## Daftar Tugas:
[1] Tulis ulang seluruh teks tentang sabda Rasulullah tanpa mengubah satu kata atau tanda baca pun.
[2] Tolong salin baris-baris catatan mulai dari baris yang memuat "Check that each instance of the safety" sampai baris yang memuat "(1083, 529)", kedua baris itu ikut disalin, dan hanya bagian itu saja.

## Halaman:
____

Pesan Rasulullah tidak bertujuan untuk memenangkan orang Islam dan mengalahkan musuhnya sebagaimana hukum peperangan dan kekuasaan di tanah Arab pada waktu itu. Namun beliau memenangkan semua pihak, yang dalam falsafah Jawa disebut sebagai menang tanpo ngasorake. Revolusi inilah yang membuat semua pihak tidak ada yang merasa kalah dan direndahkan. Yang menang merasa dia memang berhak untuk menang, sedangkan yang kalah merasa dia menang karena tidak direndahkan dan dikucilkan.

Sabda beliau bisa dilihat dalam situasi normal, tertekan dan darurat. Dalam situasi normal, maka sabda Rasulullah akan berisi tentang pentingnya menjaga keseimbangan dua arah. Namun ketika umat Islam dalam situasi tertekan, maka sabda beliau biasanya cenderung defensif dan berisi ajakan untuk bersabar dan menahan diri. Jarang sekali sabda beliau berisi ajakan ofensif, kecuali memang dalam situasi darurat. Dua situasi terakhir biasanya banyak terdapat dalam hadis-hadis yang berisi tentang peperangan atau ekspedisi militer, baik yang dipimpin oleh beliau secara langsung ataupun tidak.

____

## Data Sumber:
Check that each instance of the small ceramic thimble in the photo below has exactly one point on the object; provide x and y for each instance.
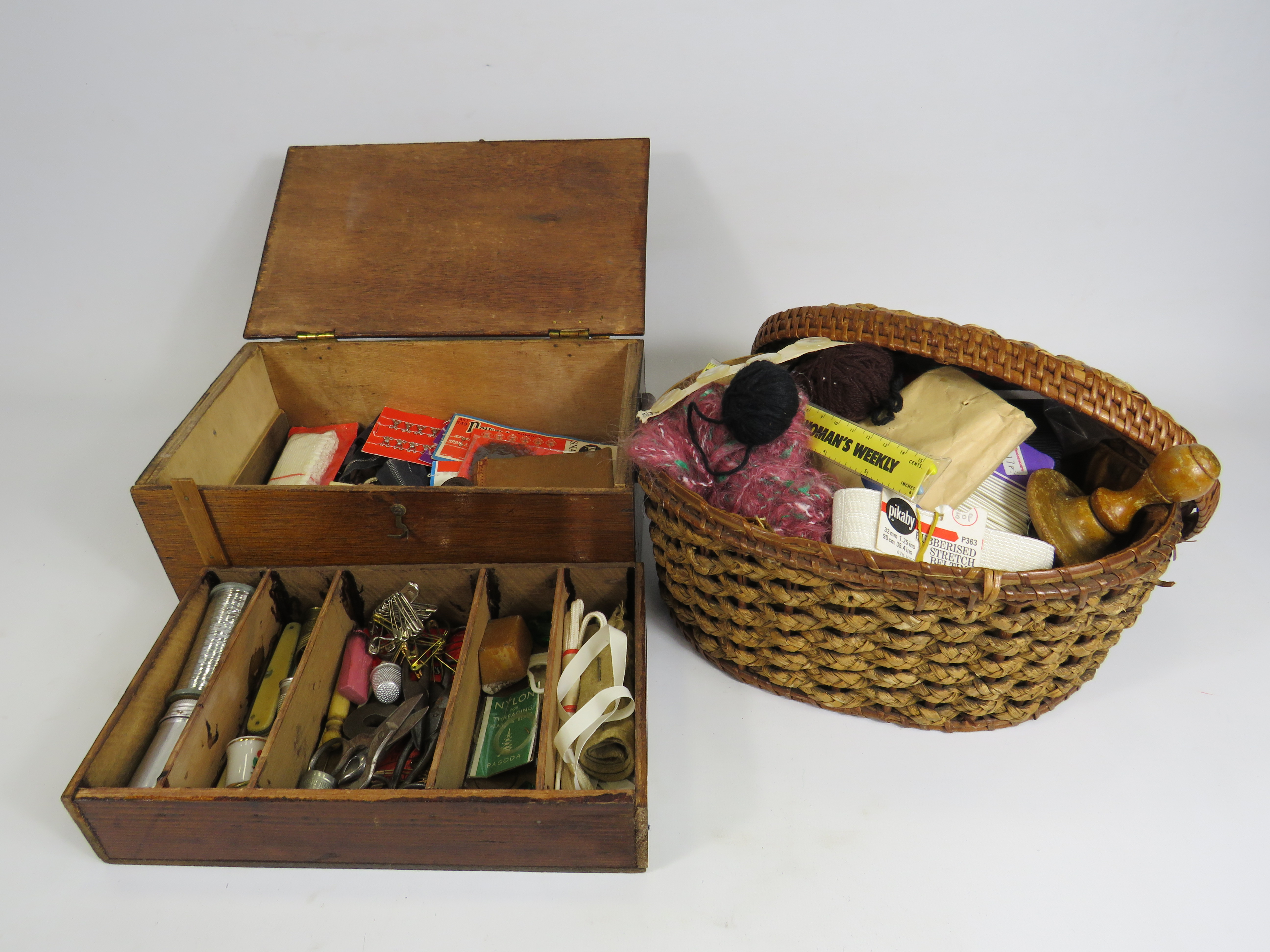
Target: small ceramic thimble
(317, 780)
(242, 756)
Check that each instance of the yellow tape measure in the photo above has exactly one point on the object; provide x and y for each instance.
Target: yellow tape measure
(893, 465)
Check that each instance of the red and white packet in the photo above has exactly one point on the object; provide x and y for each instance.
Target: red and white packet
(403, 436)
(462, 429)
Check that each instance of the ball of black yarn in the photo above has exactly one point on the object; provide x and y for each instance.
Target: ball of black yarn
(855, 382)
(760, 403)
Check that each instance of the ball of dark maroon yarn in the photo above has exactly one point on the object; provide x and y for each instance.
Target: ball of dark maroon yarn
(850, 381)
(760, 403)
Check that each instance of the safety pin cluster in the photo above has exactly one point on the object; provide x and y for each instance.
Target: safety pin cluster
(407, 634)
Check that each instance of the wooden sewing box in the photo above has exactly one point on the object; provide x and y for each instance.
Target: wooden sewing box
(500, 280)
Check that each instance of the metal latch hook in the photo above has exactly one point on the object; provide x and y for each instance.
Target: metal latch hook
(399, 511)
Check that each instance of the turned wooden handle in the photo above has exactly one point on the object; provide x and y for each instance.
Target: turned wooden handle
(1178, 475)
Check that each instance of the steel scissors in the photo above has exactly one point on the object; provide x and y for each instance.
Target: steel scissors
(360, 754)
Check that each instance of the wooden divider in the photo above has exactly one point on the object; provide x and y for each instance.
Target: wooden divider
(550, 719)
(450, 763)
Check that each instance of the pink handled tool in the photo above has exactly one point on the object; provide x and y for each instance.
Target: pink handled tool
(355, 673)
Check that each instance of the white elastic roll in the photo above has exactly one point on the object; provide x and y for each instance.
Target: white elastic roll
(855, 517)
(855, 526)
(609, 705)
(1004, 504)
(305, 459)
(1009, 553)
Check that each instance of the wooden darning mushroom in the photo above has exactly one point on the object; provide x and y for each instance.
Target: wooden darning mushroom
(1083, 529)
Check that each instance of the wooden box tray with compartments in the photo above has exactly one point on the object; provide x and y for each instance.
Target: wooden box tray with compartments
(187, 821)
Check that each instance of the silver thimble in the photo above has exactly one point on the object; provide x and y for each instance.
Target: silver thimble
(317, 780)
(387, 683)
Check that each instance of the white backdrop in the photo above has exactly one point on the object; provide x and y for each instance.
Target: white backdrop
(1086, 176)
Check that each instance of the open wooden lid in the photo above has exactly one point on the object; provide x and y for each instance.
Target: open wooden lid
(456, 239)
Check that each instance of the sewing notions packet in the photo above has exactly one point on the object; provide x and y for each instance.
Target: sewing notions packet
(884, 461)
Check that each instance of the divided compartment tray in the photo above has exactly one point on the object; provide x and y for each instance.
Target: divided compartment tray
(271, 823)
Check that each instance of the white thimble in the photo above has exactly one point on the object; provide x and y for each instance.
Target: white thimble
(387, 683)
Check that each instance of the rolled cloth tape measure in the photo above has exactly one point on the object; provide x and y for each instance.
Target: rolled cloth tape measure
(893, 465)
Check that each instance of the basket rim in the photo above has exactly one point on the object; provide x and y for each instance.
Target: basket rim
(1066, 380)
(1121, 568)
(863, 569)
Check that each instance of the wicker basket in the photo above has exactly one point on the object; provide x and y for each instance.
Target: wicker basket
(912, 644)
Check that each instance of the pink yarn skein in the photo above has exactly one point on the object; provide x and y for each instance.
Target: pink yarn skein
(779, 484)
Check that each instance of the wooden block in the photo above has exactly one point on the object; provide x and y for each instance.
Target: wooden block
(505, 652)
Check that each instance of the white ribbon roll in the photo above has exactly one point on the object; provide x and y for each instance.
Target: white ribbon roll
(610, 704)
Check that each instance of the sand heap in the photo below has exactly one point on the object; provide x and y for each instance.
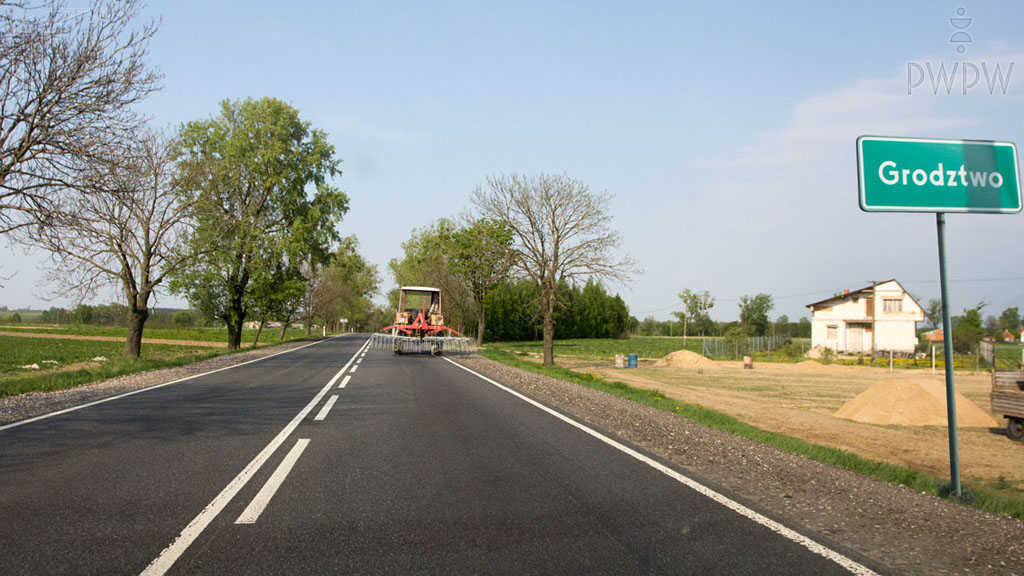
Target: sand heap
(686, 359)
(911, 403)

____

## Jawaban Tiap Tugas:
[1]
Pesan Rasulullah tidak bertujuan untuk memenangkan orang Islam dan mengalahkan musuhnya sebagaimana hukum peperangan dan kekuasaan di tanah Arab pada waktu itu. Namun beliau memenangkan semua pihak, yang dalam falsafah Jawa disebut sebagai menang tanpo ngasorake. Revolusi inilah yang membuat semua pihak tidak ada yang merasa kalah dan direndahkan. Yang menang merasa dia memang berhak untuk menang, sedangkan yang kalah merasa dia menang karena tidak direndahkan dan dikucilkan.

Sabda beliau bisa dilihat dalam situasi normal, tertekan dan darurat. Dalam situasi normal, maka sabda Rasulullah akan berisi tentang pentingnya menjaga keseimbangan dua arah. Namun ketika umat Islam dalam situasi tertekan, maka sabda beliau biasanya cenderung defensif dan berisi ajakan untuk bersabar dan menahan diri. Jarang sekali sabda beliau berisi ajakan ofensif, kecuali memang dalam situasi darurat. Dua situasi terakhir biasanya banyak terdapat dalam hadis-hadis yang berisi tentang peperangan atau ekspedisi militer, baik yang dipimpin oleh beliau secara langsung ataupun tidak.

[2]
Check that each instance of the safety pin cluster in the photo above has exactly one point on the object; provide x and y for each instance.
Target: safety pin cluster
(407, 634)
Check that each instance of the wooden sewing box in the photo above has exactly one point on the object; provide x and y for each instance.
Target: wooden sewing box
(500, 280)
Check that each instance of the metal latch hook in the photo above has exactly one point on the object; provide x and y for each instance.
Target: metal latch hook
(399, 511)
Check that each instance of the turned wooden handle in the photo above has exactly one point on the object; provide x and y for each instance.
Target: turned wooden handle
(1178, 475)
Check that each instance of the steel scissors in the photo above has exactly one point on the object; provide x and y for each instance.
Target: steel scissors
(360, 754)
Check that each instance of the wooden divider in the photo above has exactly one point on the object; provide x and y for each instance.
Target: wooden divider
(550, 719)
(450, 763)
Check that each instance of the pink handled tool in the photo above has exactly one point on the object; provide x and y for each instance.
Target: pink handled tool
(355, 673)
Check that each instance of the white elastic roll in the photo above has exactly one point on the object; provide x and y for each instance.
Target: white elastic roll
(855, 517)
(855, 526)
(609, 705)
(1004, 504)
(305, 459)
(1009, 553)
Check that each instance of the wooden darning mushroom in the photo above has exactly one point on the object; provide x and y for each instance.
Target: wooden darning mushroom
(1083, 529)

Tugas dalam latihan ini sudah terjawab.